INSTRUCTIONS TO FOLLOW -
Look below for the line with "the distant tourist". Extract that line and each one after it through the last, word for word.

RAW DATA -

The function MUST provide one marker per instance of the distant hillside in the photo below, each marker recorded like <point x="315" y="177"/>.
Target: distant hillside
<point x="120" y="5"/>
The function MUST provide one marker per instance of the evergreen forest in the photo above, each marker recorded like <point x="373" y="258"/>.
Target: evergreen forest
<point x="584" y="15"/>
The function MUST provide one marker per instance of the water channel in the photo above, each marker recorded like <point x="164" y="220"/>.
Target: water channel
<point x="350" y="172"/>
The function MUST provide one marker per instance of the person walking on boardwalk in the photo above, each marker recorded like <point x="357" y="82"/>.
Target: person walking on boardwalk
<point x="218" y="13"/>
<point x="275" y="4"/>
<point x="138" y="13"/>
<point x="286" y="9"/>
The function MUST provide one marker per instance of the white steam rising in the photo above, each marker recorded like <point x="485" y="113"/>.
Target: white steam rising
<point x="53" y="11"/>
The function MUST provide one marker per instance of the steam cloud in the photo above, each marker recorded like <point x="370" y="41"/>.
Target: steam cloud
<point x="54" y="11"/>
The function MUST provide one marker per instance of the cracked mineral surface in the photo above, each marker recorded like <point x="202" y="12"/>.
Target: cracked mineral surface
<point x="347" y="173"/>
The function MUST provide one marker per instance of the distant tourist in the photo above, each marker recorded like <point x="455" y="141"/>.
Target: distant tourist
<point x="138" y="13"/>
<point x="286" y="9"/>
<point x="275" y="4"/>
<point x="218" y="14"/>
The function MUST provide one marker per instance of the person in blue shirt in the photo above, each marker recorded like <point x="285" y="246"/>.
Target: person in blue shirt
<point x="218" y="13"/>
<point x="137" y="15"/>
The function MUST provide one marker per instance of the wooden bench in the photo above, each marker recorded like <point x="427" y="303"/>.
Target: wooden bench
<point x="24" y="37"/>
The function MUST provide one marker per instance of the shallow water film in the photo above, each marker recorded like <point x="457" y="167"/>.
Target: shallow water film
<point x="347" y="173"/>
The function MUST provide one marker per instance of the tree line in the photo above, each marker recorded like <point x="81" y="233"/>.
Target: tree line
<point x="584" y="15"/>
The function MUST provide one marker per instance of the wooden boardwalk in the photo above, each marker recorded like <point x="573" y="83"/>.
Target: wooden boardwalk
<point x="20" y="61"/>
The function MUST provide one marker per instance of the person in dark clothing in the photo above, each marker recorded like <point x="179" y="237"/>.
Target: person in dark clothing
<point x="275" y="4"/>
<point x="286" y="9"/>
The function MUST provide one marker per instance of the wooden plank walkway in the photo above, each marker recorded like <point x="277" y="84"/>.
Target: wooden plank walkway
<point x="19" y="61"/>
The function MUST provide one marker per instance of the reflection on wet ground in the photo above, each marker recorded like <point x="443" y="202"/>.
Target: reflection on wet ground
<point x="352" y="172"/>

SOLUTION FOR THIS TASK -
The function MUST provide one marker per instance of the distant tourist in the photo above, each marker recorded like <point x="455" y="141"/>.
Target: distant tourist
<point x="138" y="13"/>
<point x="286" y="9"/>
<point x="275" y="4"/>
<point x="218" y="14"/>
The function MUST provide one marker per instance of the person in blue shirt in the photo above, each marker recorded like <point x="285" y="246"/>.
Target: person in blue shirt
<point x="218" y="13"/>
<point x="137" y="15"/>
The function MUST provide one marker per instance of the wooden bench in the photo above, each marker recorded like <point x="427" y="303"/>.
Target: wooden bench
<point x="24" y="37"/>
The function MUST provide one marker per instance of the shallow water film in the photo above, each marker recorded like <point x="457" y="167"/>.
Target: shallow water film
<point x="347" y="173"/>
The function MUST provide one marker per instance of the tree line in the photo above, each marker recorded like <point x="81" y="233"/>.
Target: tree line
<point x="584" y="15"/>
The function MUST provide one marker per instance of the wooden boardwalk in the photo above, each marker recorded like <point x="573" y="83"/>.
Target: wooden boardwalk
<point x="20" y="61"/>
The function MUST provide one marker per instance of the person in dark clothing in the photo above, each marker recorded like <point x="179" y="237"/>.
Target: person in dark clothing
<point x="275" y="4"/>
<point x="286" y="9"/>
The function MUST provide one marker per instance of the wooden plank walkway in the photo above, each marker recorded like <point x="277" y="84"/>.
Target: wooden plank walkway
<point x="19" y="61"/>
The function MUST provide one marker per instance of the reflection on wet ground in the photo above, each marker recorded like <point x="443" y="202"/>.
Target: reflection on wet ground
<point x="352" y="172"/>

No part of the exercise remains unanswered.